## TASK MATERIAL
====

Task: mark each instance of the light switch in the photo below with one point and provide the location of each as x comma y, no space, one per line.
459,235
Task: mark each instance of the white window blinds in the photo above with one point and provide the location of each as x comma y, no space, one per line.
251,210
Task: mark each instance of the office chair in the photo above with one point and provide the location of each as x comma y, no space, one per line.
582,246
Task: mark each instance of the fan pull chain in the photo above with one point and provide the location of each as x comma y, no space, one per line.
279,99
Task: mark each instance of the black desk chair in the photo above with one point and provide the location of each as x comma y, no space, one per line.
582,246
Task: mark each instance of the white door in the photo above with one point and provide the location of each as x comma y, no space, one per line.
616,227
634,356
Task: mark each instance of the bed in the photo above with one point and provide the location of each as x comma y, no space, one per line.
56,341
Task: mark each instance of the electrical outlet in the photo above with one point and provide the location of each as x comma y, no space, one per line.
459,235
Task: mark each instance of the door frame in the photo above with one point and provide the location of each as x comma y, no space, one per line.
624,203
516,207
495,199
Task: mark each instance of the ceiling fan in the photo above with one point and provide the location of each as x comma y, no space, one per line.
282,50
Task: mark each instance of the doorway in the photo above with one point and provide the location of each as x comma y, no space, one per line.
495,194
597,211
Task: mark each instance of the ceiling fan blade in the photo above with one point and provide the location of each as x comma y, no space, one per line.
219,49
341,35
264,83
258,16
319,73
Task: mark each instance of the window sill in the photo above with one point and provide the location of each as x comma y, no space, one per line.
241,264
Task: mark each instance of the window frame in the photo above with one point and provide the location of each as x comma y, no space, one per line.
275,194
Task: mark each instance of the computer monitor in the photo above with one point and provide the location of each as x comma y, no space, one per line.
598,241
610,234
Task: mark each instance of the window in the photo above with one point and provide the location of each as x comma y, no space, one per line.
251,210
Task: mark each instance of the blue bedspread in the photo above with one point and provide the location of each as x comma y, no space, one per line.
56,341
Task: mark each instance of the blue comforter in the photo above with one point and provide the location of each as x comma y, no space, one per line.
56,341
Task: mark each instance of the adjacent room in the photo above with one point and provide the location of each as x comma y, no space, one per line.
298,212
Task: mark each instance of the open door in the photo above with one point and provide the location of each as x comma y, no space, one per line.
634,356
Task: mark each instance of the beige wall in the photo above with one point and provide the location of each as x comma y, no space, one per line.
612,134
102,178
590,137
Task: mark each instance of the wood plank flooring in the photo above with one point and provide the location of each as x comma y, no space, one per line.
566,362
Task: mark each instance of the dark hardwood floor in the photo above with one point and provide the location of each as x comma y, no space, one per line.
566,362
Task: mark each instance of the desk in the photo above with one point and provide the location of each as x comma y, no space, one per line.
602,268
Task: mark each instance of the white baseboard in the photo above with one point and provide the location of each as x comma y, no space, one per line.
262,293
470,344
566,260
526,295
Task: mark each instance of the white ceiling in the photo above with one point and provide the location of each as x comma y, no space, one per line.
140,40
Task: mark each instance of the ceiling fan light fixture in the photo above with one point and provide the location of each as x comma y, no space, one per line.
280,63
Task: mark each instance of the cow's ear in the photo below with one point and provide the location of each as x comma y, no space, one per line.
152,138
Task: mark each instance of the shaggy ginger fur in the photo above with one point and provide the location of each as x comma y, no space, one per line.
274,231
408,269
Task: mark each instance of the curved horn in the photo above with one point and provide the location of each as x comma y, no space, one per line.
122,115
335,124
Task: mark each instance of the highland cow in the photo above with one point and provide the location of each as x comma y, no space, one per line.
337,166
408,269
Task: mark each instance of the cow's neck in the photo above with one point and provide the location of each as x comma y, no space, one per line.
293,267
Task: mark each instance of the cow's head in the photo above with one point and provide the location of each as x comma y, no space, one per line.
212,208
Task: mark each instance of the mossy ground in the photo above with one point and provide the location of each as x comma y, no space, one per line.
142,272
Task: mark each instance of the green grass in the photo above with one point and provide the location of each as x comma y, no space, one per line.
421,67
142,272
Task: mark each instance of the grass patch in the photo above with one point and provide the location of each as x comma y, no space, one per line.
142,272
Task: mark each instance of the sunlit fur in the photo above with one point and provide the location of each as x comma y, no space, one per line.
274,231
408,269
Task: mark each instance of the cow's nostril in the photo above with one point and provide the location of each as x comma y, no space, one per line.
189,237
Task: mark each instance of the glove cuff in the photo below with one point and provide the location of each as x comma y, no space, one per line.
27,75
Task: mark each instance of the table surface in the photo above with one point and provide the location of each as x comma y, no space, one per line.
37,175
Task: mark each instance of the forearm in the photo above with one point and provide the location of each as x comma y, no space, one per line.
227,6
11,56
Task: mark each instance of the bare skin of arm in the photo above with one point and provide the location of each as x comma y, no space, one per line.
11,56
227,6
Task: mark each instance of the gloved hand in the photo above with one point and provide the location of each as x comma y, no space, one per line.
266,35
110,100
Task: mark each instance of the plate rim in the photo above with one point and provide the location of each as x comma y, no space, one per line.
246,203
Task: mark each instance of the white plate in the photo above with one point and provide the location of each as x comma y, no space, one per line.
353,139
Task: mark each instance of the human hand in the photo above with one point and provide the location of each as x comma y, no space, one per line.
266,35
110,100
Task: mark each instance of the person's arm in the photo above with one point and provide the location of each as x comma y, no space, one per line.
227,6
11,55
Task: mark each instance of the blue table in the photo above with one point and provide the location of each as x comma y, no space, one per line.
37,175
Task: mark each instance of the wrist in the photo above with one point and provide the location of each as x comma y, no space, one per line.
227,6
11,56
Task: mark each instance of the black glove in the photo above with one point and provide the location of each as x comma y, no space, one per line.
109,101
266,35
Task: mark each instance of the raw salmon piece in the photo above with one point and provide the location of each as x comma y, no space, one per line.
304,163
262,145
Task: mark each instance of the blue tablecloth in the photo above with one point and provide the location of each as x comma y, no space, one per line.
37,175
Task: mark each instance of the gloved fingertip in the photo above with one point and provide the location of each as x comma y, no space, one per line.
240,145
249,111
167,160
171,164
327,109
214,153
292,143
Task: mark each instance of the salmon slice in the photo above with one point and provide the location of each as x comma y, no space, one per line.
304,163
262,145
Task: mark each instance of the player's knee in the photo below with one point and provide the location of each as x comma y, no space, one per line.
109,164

====

## YOUR GOAL
Restate all of the entries above precisely.

## ANSWER AREA
Task: mark each instance of the light switch in the photo below with one point and provide the location of each as x comma y, no space, one per line.
459,235
Task: mark each instance of the white window blinds in the photo above with one point and provide the location of each as x comma y, no space, one per line.
251,210
Task: mark each instance of the office chair in the photo above with one point and provide the location of each as x comma y, no space, one per line.
582,246
Task: mark each instance of the fan pull chain in the photo above with one point and provide the location of each as x comma y, no space, one per line.
279,99
Task: mark each instance of the black desk chair in the photo above with one point and provide the location of each as x comma y, no space, one per line.
582,246
Task: mark each instance of the white door in the photo above with one point and provide the location of each as x comma y, no space, one per line.
616,227
634,356
Task: mark each instance of the bed in the photo above with one point and provide the location of each as x comma y, no space, one per line.
56,341
Task: mark each instance of the electrical outlet in the photo above with one point and provide the location of each as x comma y, no space, one per line.
459,235
Task: mark each instance of the door frame in the photo above with one point and provide the location of each as x comma y, no space, one per line.
624,203
516,207
495,199
Task: mark each instance of the ceiling fan in the photo above with one point and provide the location of each as x comma y, no space, one per line.
282,50
Task: mark each instance of the doorway in the photo above with one point and provide the location of each as x comma y, no space, one per line.
495,194
597,211
Task: mark each instance of the ceiling fan blade in the photo above with one point and provide the location of each as x comma y, no space, one per line.
219,49
341,35
264,83
258,16
319,73
Task: mark each instance of the window sill in the photo above with one point and provide the location of each as x comma y, no space, one per line.
241,264
Task: mark each instance of the window frame in the photo above with one point and provide the location of each as x comma y, no space, one per line.
275,194
Task: mark each instance of the computer monitor in the photo above with one point and provide the location of each as x comma y, no space, one per line.
598,241
610,234
Task: mark each instance of the window in the photo above with one point and provide the location of each as x comma y, no space, one per line.
251,210
Task: mark each instance of the blue bedspread in the photo above with one point and provide the location of each as x comma y, no space, one per line.
56,341
Task: mark each instance of the blue comforter in the photo above with one point and provide the location of each as x comma y, no space, one per line.
56,341
Task: mark each instance of the adjacent room in the photo above with one point and provide the location of each as x comma y, no space, one per line.
298,212
Task: mark each instance of the open door in the photo above with one point and provide the location of each as x comma y, no space, one per line.
634,356
Task: mark each instance of the beige wall in the photo above with one point and provide the location of each as x comma y, no space, one per line.
612,134
102,178
590,137
Task: mark each instance of the wood plank flooring in the photo above with one point and provide the location of each as x comma y, no space, one per line.
566,362
Task: mark each instance of the dark hardwood floor in the photo above with one point and provide the location of each as x comma y, no space, one per line.
566,362
Task: mark each instance of the desk in the photo above with one point and provide the location of each as x comma y, no space, one per line.
602,268
Task: mark each instance of the white baseboard in the photo above with one point and provide the location of each as x comma y, no space, one per line.
262,293
470,344
566,260
526,295
Task: mark each instance of the white ceiling in the photo above with one point and provide the location of each as x comma y, no space, one per line.
140,40
Task: mark each instance of the ceiling fan light fixture in the photo above with one point and provide the location of each as x comma y, no space, one per line.
280,63
Task: mark each instance of the cow's ear in the photo below with one point and provide the location of each as x comma y, no space, one per line.
152,138
Task: mark each instance of the shaggy ginger fur in the photo above with one point and provide the location of each as x comma y, no space, one per line.
274,231
408,269
Task: mark each instance of the curved horn in the photo above with one point and provide the location of each as x comma y, no space, one per line.
122,115
335,124
Task: mark each instance of the highland cow in the photo above with one point and provide the location of each as x comma y, no space, one per line.
337,166
408,269
Task: mark each instance of the cow's neck in the photo above with one point and provide the location of each as x comma y, no space, one per line.
293,267
Task: mark each instance of the cow's head in the photo above with one point and provide the location of each as x comma y, no space, one per line.
212,208
Task: mark each instance of the mossy ground in the photo above with one point and provide the location of each as x comma y, no space, one per line.
142,272
Task: mark each instance of the green grass in the photo above with one point and provide the location of each as x comma y, no space, one per line.
421,67
142,272
Task: mark each instance of the grass patch in the photo above with one point and provide the location of each as x comma y, no space, one per line.
142,272
Task: mark each instance of the sunlit fur in the photo above with one point and provide the location of each as x comma y, no space, one per line.
274,231
408,269
Task: mark each instance of the cow's nostril in the photo above with one point and provide the location of each as x comma y, no space, one per line.
189,237
Task: mark each instance of the glove cuff in the photo below with one point and provide the location of each as x comma y, no space, one per line.
27,75
Task: mark each instance of the table surface in the photo above with one point and provide the location of each as x comma y, no space, one per line.
37,175
Task: mark each instance of the forearm in the photo above with one point and provide the location of each as x comma y, no space, one per line.
227,6
11,56
Task: mark each instance of the bare skin of arm in the photo above with one point and provide the location of each as x comma y, no space, one per line.
11,56
227,6
Task: mark each instance of the gloved hand in the photo above with one point and provide the location of each as x comma y, no space, one per line.
266,35
110,100
Task: mark each instance of the plate rim in the photo above with one point and provide the location of each as x comma y, no space, one per line.
246,203
Task: mark each instance of the white plate in the photo above with one point and provide the location of each as x comma y, no space, one per line.
353,139
Task: mark each instance of the human hand in the photo above with one point and provide the location of each as x comma y, no space, one per line.
266,35
110,100
Task: mark each instance of the person's arm in the photo above with one point and provide the location of each as x comma y, no space, one per line.
227,6
11,55
Task: mark each instance of the blue table in the photo above with one point and provide the location of each as x comma y, no space, one per line.
37,175
Task: mark each instance of the wrist in the photo above with one point and provide the location of each as x comma y, no space, one per line.
227,6
11,56
Task: mark each instance of the black glove in the photo above with one point and provide the location of each as x comma y, no space, one per line.
109,101
266,35
Task: mark each instance of the raw salmon piece in the photo above with one point and provide the location of each as x comma y, no space, one per line.
304,163
262,145
Task: mark each instance of the blue tablecloth in the photo above with one point and provide the location of each as x comma y, no space, one per line.
37,175
Task: mark each instance of the gloved fingertip in the photo above with one point and provide the location of each as x comma y, no space, one per line.
240,145
249,111
167,160
171,164
327,109
214,153
292,143
Task: mark each instance of the salmon slice in the photo above with one point and provide the location of each as x comma y, no space, one per line.
304,163
262,145
Task: mark each instance of the player's knee in the photo below with one point and provide the location of each as x comma y, no space, one per line.
109,164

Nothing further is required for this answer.